____ Input for this task
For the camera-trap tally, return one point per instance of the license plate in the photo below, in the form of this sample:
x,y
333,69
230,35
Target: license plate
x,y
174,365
________
____ Input for this task
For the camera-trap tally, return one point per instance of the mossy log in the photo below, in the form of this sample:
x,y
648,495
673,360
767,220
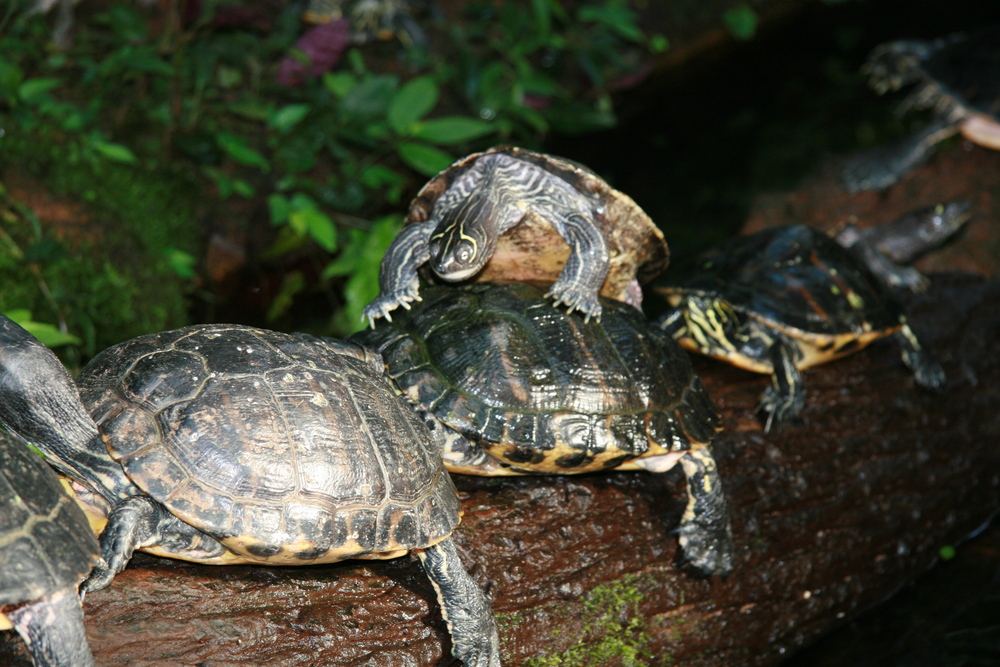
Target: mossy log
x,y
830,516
________
Task: Pull out every line of the records above that contains the string "camera", treating uppercase and lowercase letters as different.

Task answer:
For the camera-trap tally, return one point per instance of the license plate in the photo below, in the form of this sample:
For the camera-trap tally, return one point per instance of the mossy log in the photo below, in the form of this sample:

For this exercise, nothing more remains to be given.